- Exercise objective
Copy out the lines below, substituting "place a marker" for every "put a dot" and leaving everything else unchanged. Leave the pictures out.

- Dataset rows
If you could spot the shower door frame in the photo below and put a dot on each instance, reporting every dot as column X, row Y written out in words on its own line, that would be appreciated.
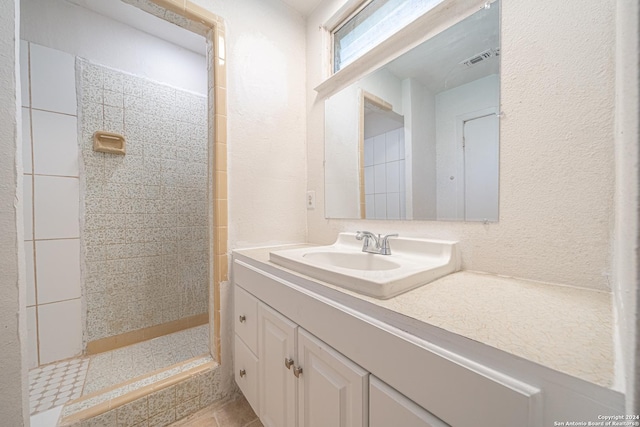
column 211, row 26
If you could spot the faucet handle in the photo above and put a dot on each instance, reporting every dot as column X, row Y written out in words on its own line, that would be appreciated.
column 385, row 249
column 362, row 234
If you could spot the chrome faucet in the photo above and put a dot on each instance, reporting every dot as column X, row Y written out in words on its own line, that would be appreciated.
column 381, row 243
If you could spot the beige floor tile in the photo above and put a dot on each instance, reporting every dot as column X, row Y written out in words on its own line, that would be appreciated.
column 236, row 413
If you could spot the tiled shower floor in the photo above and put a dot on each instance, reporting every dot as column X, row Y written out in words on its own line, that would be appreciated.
column 58, row 383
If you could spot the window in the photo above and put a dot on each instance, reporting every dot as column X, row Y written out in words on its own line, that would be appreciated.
column 371, row 25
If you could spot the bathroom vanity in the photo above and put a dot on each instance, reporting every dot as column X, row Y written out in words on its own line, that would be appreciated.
column 466, row 350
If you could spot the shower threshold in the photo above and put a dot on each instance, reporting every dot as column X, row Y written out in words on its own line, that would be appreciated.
column 94, row 384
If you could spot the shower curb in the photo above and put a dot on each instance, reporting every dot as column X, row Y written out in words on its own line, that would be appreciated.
column 161, row 397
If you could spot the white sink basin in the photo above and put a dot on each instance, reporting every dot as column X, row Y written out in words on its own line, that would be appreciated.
column 412, row 263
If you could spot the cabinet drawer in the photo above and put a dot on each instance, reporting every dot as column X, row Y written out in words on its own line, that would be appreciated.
column 246, row 373
column 387, row 407
column 246, row 318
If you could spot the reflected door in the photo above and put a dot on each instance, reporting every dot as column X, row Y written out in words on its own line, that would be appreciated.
column 481, row 156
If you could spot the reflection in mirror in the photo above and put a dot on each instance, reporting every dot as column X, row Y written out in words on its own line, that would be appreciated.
column 418, row 138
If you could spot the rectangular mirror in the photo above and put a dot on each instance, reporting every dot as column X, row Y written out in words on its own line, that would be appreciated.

- Result below
If you could spot the shower door frame in the photo below and place a marker on each instance, reporting every dot as column X, row Y written out in words on its own line, that would be appreciated.
column 211, row 26
If you could spot the faucet handle in the photo above and place a marker on each instance, reporting every dot as column X, row Y written out in words on its own line, that would be appreciated.
column 385, row 249
column 362, row 234
If you could spot the chrome faucet in the photo above and place a marker on each instance, reporting every dot as column X, row Y written out in words on its own line, that would be appreciated.
column 381, row 243
If you could spot the beige floor tile in the photo above and place a marker on each instance, reporting every dot as column X, row Y written out in words on its own line, that would be appreciated.
column 236, row 413
If you could spot the tiled shower floor in the photo above and place a marker on each instance, reporting every dot as column X, row Y written out in words on its own line, that would be appreciated.
column 58, row 383
If you could spot the window in the photo above and place a marker on each instance, reporting every dot as column X, row Y written out in words on its own line, that would be appreciated.
column 371, row 25
If you could spot the bathroom vanity in the photo above and place a marker on each instance, reporting every dot as column X, row Y written out in words on its own line, that would be appreciated.
column 466, row 350
If you could spot the shower threshold in the photo above and place a marker on each instance, reporting every dot as column X, row Y written out in words on its own line, that would be appreciated.
column 94, row 384
If you could spot the shower curb in the photo above and place a marker on each instance, reporting every dot as column X, row Y written out in words on its own line, that would be appreciated.
column 161, row 397
If you could spot the white sink basin in the photo above and place a marker on each instance, reporting every dot as column X, row Y written out in words on its own line, that would be appreciated.
column 412, row 263
If you could spot the cabinet drawer in the photo above and place a marker on each instance, reporting every dot as column X, row Y written out in words on its own line, that would be appreciated.
column 246, row 373
column 387, row 407
column 246, row 318
If you could spot the reflected door in the photo above and place a marker on each instance, reporting every dot as column X, row Y written out in words on its own line, that would be appreciated.
column 481, row 156
If you could spot the reflection in mirror in the photo above and place a marker on each instance, reporting every dot as column X, row Y written out in words on its own line, that would be appreciated.
column 418, row 138
If you could spot the rectangular mirror in the photo above and place a marker on each instance, reporting every dot as column X, row Y written out in words on its own line, that would be appreciated.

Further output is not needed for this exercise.